--- Directions for this task ---
From the material below, pull out every line that contains the word "concrete" and copy each one unchanged.

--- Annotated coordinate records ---

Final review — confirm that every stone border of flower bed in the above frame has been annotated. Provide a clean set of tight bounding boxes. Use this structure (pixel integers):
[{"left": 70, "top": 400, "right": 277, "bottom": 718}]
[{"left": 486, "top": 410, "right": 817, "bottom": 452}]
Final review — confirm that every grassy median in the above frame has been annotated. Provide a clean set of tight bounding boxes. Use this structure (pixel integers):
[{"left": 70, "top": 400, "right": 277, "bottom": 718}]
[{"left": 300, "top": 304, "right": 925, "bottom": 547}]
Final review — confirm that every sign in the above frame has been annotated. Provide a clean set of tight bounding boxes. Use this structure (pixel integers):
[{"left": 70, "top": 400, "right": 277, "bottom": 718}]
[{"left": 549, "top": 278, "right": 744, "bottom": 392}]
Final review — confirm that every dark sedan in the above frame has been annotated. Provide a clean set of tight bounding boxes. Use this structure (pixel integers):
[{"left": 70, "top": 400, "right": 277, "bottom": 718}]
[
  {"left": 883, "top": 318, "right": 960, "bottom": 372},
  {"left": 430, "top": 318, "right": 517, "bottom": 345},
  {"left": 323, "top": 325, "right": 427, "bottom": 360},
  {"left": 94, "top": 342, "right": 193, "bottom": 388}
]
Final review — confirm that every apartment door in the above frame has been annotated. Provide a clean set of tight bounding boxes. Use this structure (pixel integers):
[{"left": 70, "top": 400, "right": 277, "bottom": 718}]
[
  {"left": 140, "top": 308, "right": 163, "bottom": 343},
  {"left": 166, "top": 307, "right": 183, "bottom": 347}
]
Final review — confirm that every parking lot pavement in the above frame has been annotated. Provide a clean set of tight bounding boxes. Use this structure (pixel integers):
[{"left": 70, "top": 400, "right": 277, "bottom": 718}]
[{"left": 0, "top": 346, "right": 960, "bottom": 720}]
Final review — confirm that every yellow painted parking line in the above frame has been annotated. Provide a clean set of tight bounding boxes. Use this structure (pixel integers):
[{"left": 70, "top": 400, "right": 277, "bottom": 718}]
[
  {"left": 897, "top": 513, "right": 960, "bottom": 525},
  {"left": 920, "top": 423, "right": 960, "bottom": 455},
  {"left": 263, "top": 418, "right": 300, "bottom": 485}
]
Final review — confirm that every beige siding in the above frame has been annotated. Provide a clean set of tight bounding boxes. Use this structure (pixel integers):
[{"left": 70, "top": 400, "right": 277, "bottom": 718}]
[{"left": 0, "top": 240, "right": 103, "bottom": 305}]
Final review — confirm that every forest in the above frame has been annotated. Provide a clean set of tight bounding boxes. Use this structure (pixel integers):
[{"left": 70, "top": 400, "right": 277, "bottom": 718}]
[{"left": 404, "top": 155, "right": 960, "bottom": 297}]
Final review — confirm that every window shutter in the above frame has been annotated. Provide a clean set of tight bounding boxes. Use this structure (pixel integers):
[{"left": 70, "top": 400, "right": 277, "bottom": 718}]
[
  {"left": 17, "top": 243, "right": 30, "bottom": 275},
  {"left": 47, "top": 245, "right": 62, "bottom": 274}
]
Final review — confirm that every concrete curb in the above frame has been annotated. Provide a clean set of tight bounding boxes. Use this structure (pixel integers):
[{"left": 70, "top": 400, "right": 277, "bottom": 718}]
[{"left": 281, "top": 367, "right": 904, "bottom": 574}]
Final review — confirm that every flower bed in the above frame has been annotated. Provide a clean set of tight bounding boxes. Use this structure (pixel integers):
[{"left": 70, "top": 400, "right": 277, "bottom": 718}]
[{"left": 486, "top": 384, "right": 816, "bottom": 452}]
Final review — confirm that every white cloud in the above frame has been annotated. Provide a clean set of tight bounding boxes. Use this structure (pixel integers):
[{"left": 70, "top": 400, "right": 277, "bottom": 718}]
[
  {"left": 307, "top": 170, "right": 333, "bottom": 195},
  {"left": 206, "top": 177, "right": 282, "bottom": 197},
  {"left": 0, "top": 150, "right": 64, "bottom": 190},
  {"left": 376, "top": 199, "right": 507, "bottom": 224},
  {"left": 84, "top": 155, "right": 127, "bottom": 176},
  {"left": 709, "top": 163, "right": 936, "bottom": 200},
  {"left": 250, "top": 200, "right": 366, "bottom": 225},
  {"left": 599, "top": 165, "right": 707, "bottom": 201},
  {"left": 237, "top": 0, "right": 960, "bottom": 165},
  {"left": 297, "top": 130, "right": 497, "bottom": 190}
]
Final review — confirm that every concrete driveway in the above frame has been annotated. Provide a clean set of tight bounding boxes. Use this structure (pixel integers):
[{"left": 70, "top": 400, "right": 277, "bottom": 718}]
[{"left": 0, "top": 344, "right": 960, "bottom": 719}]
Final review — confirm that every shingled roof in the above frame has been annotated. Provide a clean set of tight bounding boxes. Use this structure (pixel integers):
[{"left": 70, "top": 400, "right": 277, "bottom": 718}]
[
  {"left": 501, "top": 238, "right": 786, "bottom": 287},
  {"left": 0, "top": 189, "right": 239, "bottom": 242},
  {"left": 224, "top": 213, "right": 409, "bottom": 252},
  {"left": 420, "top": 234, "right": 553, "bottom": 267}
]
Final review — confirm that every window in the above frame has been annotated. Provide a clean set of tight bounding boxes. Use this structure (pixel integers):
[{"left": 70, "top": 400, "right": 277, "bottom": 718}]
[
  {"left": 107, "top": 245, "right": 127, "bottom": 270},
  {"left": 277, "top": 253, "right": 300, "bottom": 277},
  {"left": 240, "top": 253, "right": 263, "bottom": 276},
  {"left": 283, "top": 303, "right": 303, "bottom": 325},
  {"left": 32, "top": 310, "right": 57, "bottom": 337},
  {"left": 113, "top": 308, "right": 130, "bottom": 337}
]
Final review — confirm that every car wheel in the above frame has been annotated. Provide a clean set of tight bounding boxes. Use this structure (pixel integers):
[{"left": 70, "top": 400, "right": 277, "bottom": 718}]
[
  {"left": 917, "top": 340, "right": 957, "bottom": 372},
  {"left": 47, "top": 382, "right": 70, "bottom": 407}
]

--- Correct answer ---
Final review — confirm that every concrete curb in the above frame has been annotated. Provide a clean set of tight bounding boxes. Use this structure (pixel integers):
Final review — confirm that every concrete driveway in the above frame has been annotated. Provide a clean set of tight bounding boxes. Use this structure (pixel integers):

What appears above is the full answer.